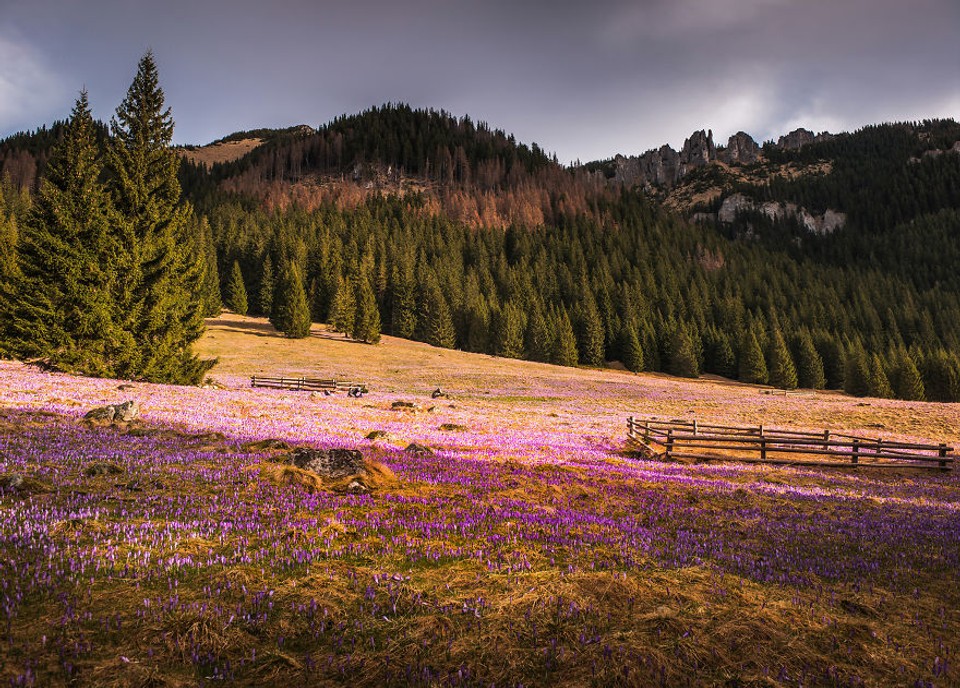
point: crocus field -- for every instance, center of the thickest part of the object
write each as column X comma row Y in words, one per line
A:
column 529, row 548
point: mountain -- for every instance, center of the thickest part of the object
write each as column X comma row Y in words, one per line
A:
column 818, row 260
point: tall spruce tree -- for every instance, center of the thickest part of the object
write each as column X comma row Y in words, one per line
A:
column 509, row 328
column 632, row 355
column 291, row 312
column 267, row 287
column 782, row 371
column 753, row 367
column 237, row 291
column 366, row 321
column 436, row 322
column 564, row 348
column 878, row 384
column 591, row 335
column 161, row 294
column 682, row 359
column 343, row 310
column 212, row 302
column 906, row 380
column 810, row 373
column 60, row 304
column 856, row 370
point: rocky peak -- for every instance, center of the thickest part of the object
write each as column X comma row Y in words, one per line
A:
column 741, row 149
column 801, row 137
column 698, row 150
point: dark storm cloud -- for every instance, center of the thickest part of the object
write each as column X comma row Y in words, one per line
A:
column 584, row 79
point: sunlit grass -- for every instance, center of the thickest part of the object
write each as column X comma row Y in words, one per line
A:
column 528, row 549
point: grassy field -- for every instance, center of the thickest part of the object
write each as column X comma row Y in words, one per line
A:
column 527, row 547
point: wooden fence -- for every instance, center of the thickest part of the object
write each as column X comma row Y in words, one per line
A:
column 307, row 384
column 691, row 440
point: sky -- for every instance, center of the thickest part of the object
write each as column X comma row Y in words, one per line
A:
column 586, row 79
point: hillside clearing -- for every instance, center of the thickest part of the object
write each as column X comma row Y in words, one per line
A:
column 525, row 549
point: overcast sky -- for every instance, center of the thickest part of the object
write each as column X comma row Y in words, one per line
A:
column 585, row 79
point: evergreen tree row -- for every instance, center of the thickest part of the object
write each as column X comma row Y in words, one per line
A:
column 635, row 287
column 111, row 275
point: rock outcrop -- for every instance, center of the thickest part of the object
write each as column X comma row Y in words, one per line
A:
column 741, row 150
column 115, row 413
column 735, row 204
column 798, row 138
column 665, row 167
column 334, row 470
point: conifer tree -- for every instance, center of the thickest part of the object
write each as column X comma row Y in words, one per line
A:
column 941, row 376
column 8, row 243
column 753, row 367
column 633, row 358
column 60, row 305
column 211, row 276
column 834, row 363
column 591, row 335
column 434, row 316
column 508, row 331
column 161, row 293
column 856, row 370
column 564, row 348
column 809, row 364
column 477, row 324
column 291, row 312
column 537, row 335
column 236, row 299
column 906, row 380
column 878, row 385
column 343, row 310
column 403, row 300
column 782, row 372
column 366, row 323
column 267, row 286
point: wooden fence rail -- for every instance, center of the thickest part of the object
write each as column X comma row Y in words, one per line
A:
column 306, row 384
column 675, row 438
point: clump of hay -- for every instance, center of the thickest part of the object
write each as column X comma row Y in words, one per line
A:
column 373, row 476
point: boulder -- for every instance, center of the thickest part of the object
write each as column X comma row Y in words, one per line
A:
column 102, row 468
column 124, row 412
column 397, row 405
column 741, row 149
column 418, row 449
column 265, row 445
column 335, row 470
column 23, row 485
column 11, row 482
column 101, row 413
column 328, row 463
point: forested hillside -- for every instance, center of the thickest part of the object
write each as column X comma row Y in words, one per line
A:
column 444, row 230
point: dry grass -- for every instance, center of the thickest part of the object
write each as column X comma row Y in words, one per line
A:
column 370, row 609
column 594, row 399
column 214, row 153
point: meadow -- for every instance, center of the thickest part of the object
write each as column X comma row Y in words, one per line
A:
column 529, row 547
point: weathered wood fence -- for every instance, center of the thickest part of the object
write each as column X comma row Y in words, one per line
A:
column 691, row 440
column 306, row 384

*Exercise description*:
Update the entire listing above by replacing "thickest" with "widest" everywhere it occurs, leaving everything else unchanged and omitting the pictures.

*Exercise answer*:
point: crocus field -- for every instance, center of the widest part of the object
write each as column X comma row Y in words, one per line
A:
column 529, row 548
point: mountain -- for every instance, center of the widest part of the object
write each as column X comma row Y in words, one per line
A:
column 818, row 260
point: tall spruce tree -- for every instance, center of the widest part of the object
write each as column X comma row Y in words, one per line
A:
column 509, row 328
column 632, row 355
column 291, row 312
column 267, row 287
column 782, row 371
column 753, row 367
column 237, row 291
column 366, row 321
column 436, row 322
column 564, row 348
column 878, row 384
column 591, row 335
column 161, row 294
column 682, row 359
column 343, row 310
column 212, row 302
column 906, row 380
column 810, row 373
column 60, row 304
column 856, row 370
point: rocky peak -- for every instance, center of the widest part of the object
write each as column X comma row Y in words, one per line
A:
column 741, row 149
column 801, row 137
column 698, row 150
point: dark storm cloud -- for every instance, center of the widest part of the object
write each as column X comma row Y in words, one per line
A:
column 584, row 79
point: sunlit grass -- for every instance, center of the widest part of the object
write each as column X comma row Y in words, one per line
A:
column 528, row 549
point: grassy field -- for every instance, center of the widest part of the object
write each as column X comma row Y in words, one per line
A:
column 527, row 547
point: wooden fence -- for every instance, center of the widest part of the object
write each as column X comma row Y in words, one per line
A:
column 307, row 384
column 691, row 440
point: sky -- for every instance, center of the widest part of the object
write each as column X comma row Y in words, one per line
A:
column 586, row 79
point: hillside clearing -- for every instance, center of the widest part of the object
write each as column X comma row Y in words, one per line
A:
column 525, row 549
point: overcast sky -- for every instance, center of the widest part of the object
write each as column X comma row Y in words, one per line
A:
column 585, row 79
point: evergreen tree row -- for every instance, center of the widest part of the object
write each as column X comma row Y in words, one per line
A:
column 635, row 287
column 111, row 275
point: rock outcrop -- for every instance, center of the widest part of the object
write each as column X comma row Y in words, one per line
A:
column 741, row 150
column 115, row 413
column 735, row 204
column 798, row 138
column 665, row 167
column 334, row 470
point: conifer tree -- for every instance, center of the widest part of the object
write each as column X comma row Y in words, one per line
A:
column 941, row 376
column 8, row 243
column 753, row 367
column 633, row 358
column 60, row 305
column 211, row 276
column 834, row 363
column 591, row 335
column 434, row 316
column 508, row 331
column 161, row 293
column 856, row 370
column 564, row 348
column 809, row 364
column 477, row 324
column 291, row 312
column 537, row 335
column 236, row 299
column 906, row 380
column 878, row 385
column 343, row 310
column 403, row 300
column 782, row 372
column 366, row 323
column 267, row 286
point: wooden fence rail -- for every instance, center of the widest part of the object
write each as column X comma row Y in words, one per line
A:
column 306, row 384
column 675, row 438
point: clump of hay -- for every instance, center of the widest part of the object
write each as column X comma row Y in words, one per line
A:
column 373, row 476
point: boulder -- for every instance, center of the widest part of the object
write each as column X comma row Y in words, one per line
A:
column 102, row 468
column 124, row 412
column 397, row 405
column 741, row 149
column 418, row 449
column 265, row 445
column 335, row 470
column 23, row 485
column 11, row 482
column 101, row 413
column 328, row 463
point: forested hillside -- for every instance, center of the widest part of the object
write each as column X comma row Y in words, one per line
A:
column 444, row 230
point: dry grass -- for every instance, center of the widest part of the object
write each as column X comma row Y in words, one per line
A:
column 370, row 609
column 594, row 399
column 214, row 153
point: meadow -- for every instance, center of the widest part of the object
write each as column X comma row Y in words, one per line
A:
column 529, row 547
point: weathered wood fence -- for every instance, center of the widest part of the object
write each as column X comma row Y in words, one per line
A:
column 691, row 440
column 306, row 384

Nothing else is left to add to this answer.